--- start of Stored rows ---
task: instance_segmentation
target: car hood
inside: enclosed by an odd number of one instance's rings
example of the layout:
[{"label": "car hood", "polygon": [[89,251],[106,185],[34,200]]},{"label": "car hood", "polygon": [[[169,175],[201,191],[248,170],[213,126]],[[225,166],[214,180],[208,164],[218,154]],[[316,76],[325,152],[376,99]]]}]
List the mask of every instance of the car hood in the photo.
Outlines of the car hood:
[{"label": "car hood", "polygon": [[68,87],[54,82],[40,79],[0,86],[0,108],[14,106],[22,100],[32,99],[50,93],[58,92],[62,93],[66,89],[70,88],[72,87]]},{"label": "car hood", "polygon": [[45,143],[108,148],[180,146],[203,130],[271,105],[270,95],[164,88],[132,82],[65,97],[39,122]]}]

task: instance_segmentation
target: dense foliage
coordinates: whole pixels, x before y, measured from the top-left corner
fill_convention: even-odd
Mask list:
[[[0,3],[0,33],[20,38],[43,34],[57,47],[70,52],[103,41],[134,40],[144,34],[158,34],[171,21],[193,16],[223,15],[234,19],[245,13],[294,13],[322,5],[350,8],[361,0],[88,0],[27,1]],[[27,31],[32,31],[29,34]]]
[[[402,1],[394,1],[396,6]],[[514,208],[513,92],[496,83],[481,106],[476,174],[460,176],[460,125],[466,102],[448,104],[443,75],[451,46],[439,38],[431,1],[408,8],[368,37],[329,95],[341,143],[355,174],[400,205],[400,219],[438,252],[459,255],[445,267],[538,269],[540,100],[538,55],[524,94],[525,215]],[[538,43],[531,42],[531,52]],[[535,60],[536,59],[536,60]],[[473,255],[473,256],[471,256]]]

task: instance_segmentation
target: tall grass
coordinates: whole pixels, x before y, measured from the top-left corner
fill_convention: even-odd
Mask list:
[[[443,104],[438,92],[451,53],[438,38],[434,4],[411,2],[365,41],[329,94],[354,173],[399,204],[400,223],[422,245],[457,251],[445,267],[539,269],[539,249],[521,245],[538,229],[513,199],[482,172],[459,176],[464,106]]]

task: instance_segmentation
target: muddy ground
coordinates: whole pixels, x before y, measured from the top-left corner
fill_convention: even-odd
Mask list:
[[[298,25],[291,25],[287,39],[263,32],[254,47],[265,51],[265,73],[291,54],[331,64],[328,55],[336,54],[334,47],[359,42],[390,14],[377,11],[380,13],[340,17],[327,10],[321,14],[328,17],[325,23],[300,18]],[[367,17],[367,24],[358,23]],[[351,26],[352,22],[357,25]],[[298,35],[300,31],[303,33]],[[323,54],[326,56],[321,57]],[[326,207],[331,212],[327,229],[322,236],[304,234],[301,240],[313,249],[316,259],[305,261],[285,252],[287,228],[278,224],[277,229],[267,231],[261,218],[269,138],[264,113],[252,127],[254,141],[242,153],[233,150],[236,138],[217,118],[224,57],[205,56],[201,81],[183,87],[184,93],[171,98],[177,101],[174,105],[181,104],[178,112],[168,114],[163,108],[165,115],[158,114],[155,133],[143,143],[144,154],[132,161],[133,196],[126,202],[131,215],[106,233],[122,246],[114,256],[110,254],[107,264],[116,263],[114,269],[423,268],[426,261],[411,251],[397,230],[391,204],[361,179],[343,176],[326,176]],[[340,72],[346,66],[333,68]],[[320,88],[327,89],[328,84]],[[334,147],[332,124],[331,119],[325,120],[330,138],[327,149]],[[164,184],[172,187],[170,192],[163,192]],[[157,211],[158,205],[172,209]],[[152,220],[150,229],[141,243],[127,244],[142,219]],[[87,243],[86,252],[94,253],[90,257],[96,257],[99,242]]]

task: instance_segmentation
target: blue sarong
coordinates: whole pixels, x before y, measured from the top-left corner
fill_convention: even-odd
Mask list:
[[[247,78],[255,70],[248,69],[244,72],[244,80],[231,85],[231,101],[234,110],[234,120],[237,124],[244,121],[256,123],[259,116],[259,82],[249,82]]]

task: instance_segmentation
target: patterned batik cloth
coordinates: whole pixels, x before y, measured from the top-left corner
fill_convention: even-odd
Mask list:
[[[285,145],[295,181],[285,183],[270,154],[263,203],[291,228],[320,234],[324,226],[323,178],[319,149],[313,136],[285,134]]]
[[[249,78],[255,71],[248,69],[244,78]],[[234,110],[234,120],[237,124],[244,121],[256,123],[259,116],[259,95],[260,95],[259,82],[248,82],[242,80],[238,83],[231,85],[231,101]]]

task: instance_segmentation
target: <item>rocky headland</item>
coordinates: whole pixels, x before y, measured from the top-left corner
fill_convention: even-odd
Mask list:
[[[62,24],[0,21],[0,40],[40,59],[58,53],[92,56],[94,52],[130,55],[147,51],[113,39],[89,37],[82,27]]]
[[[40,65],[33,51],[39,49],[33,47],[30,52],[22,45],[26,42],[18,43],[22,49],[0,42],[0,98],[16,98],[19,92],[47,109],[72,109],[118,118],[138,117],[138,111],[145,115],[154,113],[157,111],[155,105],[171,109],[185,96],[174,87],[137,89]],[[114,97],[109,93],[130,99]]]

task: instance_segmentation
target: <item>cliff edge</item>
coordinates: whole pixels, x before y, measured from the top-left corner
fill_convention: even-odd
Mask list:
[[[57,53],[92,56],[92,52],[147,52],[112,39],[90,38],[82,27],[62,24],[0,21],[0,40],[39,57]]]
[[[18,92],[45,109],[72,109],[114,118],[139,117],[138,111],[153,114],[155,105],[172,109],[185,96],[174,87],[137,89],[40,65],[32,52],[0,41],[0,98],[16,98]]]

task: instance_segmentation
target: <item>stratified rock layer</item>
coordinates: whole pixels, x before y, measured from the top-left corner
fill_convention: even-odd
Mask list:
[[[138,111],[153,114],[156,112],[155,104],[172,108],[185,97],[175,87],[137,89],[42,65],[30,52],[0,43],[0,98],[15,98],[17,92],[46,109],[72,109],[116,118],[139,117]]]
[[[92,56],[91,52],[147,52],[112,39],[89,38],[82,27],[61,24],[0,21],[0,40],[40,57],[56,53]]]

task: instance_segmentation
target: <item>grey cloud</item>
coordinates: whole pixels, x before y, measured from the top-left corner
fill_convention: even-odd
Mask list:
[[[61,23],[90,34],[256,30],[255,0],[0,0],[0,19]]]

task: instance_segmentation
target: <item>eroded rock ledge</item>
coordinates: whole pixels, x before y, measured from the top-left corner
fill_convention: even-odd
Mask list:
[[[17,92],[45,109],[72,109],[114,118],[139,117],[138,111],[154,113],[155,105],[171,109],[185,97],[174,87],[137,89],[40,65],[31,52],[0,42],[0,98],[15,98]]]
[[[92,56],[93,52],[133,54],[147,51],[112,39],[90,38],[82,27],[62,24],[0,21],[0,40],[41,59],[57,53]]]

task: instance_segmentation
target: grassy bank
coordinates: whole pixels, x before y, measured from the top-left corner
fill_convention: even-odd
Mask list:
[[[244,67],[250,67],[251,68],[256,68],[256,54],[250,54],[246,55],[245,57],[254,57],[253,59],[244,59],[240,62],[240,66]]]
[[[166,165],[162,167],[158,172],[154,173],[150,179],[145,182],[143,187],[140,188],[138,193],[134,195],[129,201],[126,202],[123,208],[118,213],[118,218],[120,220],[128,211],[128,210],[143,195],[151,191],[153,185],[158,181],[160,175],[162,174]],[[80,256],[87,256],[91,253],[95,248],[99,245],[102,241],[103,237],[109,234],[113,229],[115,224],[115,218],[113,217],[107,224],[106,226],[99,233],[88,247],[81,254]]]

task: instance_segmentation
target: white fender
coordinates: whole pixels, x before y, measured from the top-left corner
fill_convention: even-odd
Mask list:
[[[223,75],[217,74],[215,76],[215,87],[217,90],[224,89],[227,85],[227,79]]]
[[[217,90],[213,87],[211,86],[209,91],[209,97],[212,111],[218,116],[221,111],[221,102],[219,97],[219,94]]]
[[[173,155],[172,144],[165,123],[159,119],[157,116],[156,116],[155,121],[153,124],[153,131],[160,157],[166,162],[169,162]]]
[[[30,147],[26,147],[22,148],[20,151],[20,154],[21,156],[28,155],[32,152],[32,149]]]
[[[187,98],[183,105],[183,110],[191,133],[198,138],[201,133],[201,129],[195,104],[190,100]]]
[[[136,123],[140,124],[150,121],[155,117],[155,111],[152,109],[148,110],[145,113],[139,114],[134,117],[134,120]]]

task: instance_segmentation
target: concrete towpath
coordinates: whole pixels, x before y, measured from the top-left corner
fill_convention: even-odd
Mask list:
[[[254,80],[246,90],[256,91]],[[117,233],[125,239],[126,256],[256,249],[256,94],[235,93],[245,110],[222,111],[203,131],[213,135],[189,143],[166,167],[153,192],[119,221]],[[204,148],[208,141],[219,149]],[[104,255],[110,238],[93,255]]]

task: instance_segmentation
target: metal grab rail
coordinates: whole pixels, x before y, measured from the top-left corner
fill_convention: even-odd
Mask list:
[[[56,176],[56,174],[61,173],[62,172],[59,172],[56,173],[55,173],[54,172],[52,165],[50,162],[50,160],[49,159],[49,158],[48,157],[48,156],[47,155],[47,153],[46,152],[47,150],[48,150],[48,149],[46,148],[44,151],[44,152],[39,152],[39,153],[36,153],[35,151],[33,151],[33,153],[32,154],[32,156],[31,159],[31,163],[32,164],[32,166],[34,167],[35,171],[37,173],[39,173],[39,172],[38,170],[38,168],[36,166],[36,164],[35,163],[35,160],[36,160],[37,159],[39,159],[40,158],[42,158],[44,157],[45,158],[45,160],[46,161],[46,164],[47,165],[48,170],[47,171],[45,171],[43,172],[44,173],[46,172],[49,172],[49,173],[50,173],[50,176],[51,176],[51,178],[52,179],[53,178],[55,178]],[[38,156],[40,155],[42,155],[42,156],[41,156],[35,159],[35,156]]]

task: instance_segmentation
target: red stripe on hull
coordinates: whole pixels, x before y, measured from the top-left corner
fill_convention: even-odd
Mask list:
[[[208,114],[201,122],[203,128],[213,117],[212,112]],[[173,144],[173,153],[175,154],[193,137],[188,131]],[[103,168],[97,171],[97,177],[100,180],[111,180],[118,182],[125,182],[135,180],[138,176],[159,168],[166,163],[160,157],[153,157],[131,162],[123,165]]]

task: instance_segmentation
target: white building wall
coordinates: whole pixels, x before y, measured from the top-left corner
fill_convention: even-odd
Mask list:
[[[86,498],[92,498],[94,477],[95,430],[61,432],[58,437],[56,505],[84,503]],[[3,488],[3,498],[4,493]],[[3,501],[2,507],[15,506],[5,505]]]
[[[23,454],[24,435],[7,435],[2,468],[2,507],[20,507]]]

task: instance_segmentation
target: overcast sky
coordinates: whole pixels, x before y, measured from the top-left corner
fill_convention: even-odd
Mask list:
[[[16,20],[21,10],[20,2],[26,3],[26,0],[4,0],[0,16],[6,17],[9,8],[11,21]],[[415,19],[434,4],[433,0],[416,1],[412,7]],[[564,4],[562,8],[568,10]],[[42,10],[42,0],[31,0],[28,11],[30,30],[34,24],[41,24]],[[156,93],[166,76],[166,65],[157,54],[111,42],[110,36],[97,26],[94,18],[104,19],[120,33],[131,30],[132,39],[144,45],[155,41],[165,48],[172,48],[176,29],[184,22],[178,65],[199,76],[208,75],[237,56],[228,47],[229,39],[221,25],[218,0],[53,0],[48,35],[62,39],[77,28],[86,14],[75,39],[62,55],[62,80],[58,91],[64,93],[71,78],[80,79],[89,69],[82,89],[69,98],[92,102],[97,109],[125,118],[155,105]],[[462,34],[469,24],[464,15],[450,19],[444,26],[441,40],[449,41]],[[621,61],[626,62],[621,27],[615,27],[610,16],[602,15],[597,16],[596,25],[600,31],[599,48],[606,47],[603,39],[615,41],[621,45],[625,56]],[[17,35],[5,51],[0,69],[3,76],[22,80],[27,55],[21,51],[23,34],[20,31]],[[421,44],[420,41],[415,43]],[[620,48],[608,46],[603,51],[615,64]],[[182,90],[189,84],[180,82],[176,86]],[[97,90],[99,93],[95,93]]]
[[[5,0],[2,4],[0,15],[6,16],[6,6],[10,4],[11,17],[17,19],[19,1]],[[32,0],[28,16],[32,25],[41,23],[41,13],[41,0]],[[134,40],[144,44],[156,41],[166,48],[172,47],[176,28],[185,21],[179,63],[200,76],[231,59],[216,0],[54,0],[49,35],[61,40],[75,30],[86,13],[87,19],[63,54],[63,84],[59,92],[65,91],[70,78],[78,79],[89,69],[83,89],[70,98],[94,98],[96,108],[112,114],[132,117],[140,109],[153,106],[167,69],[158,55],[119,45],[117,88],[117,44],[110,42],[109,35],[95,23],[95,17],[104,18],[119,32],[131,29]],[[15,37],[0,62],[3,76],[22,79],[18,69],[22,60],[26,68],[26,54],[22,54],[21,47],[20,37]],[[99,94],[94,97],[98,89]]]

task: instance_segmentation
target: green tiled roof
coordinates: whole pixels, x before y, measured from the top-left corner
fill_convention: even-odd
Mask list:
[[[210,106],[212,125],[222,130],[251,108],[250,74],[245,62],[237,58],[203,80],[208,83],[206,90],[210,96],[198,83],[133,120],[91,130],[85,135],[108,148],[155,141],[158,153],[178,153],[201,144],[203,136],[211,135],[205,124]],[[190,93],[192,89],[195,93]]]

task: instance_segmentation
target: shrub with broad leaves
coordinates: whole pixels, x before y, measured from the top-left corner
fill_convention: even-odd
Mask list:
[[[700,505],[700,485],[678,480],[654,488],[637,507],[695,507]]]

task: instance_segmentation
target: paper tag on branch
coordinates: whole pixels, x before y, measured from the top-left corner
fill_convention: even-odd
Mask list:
--- end of Stored rows ---
• **What to do**:
State how many lines of the records contain the string "label", with case counting. Reply with the number alone.

• **Final answer**:
2